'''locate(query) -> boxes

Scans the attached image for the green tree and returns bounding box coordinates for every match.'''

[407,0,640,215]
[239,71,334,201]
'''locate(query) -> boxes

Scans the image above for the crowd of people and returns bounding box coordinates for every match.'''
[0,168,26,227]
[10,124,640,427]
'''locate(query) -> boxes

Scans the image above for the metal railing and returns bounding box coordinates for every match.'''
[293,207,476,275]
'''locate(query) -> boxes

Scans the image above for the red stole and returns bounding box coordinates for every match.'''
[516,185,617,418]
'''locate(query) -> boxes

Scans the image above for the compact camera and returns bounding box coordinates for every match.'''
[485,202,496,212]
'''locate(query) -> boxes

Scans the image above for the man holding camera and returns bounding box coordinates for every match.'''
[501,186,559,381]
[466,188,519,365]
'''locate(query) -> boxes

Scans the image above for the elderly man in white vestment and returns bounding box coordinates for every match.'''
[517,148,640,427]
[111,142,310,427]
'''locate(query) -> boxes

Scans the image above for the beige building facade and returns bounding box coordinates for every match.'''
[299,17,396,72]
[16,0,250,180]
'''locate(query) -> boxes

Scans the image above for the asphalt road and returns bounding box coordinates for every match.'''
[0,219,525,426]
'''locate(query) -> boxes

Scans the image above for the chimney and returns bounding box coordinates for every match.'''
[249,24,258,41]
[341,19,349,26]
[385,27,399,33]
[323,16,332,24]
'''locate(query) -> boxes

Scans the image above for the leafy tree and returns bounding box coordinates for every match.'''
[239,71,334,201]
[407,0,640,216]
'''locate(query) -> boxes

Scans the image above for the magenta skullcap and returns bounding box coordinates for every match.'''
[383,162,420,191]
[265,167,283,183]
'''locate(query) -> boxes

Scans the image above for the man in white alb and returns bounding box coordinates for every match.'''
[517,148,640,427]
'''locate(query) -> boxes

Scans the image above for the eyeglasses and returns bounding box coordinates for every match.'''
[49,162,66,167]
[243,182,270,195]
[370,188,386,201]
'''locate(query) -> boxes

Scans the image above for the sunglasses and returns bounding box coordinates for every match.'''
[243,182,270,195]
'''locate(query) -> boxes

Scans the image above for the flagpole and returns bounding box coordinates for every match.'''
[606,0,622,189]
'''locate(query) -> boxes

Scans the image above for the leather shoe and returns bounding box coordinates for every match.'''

### What you should do
Top to bottom, set down the entries above word for word.

### Solution to this problem
'''locate(query) -> boxes

Scans the attached image for the green tree and returns bounding box coordinates for every match.'''

[407,0,640,215]
[239,71,334,201]
'''locate(query) -> boxes

Scans the image above for the crowd of people and returns bounding box coordinates for every match.'''
[0,168,26,227]
[10,124,640,427]
'''locate(query) -> boxes

Scans the image above for the metal railing and returns bounding box coordinates for every match.'''
[293,207,476,275]
'''locate(query) -> boxes

Scans the image above for the red stole and returns bounding box coordinates for every match.'''
[516,185,617,418]
'''locate(query) -> boxes

Scans the image above for the compact camera and returns bounding box coordinates for every match.'''
[485,202,496,212]
'''locate(query) -> boxes

Scans the image above for the man holding camera and returns bounding box coordinates for every match.'''
[501,186,559,381]
[466,188,519,365]
'''locate(query) -> boxes

Scans the image above for the elderly man in white vestment and returns bounding box coordinates for every match.'''
[517,148,640,427]
[111,142,310,427]
'''locate(query) -> boxes

Scans the image above for the beige building facade and returns bounding box coordinates for every match.'''
[299,17,396,72]
[16,0,250,180]
'''locate(query) -> boxes

Scans the image above for the asphalt road and returns bounding box coordinates for every match.'''
[0,219,525,426]
'''locate(query) -> boxes

Scans the image above for the chimney and returns bounding box coordinates for every match.'''
[249,24,258,41]
[341,19,349,26]
[385,27,399,33]
[323,16,332,24]
'''locate(query) -> boxes

Scans the image above for the leafy tree and returns bounding box coordinates for every match.'''
[239,71,334,201]
[407,0,640,216]
'''locate(query) -> boxes

Scans the image above for the magenta skullcap and returns bounding box coordinates for every match.'''
[383,162,420,191]
[265,167,283,183]
'''locate(query) -> boxes

Scans the image above for the man in white alb and returns bounding box coordinates for every match.'''
[517,148,640,427]
'''locate(query) -> boxes

Scans the image above for the eyeglasses and returns bounding box coordinates for every match.'''
[49,162,66,167]
[243,182,270,195]
[370,188,386,201]
'''locate(query) -> boxes

Scans the image above for the sunglasses and returns bounding box coordinates for every match.'''
[243,182,270,195]
'''locate(query) -> boxes

Scans the image above for the flagpole and returns bounding box coordinates for every match.'''
[606,0,622,189]
'''locate(query) -> boxes

Scans the image above for the leather shoe and returns bounding box coordinates for every match.'''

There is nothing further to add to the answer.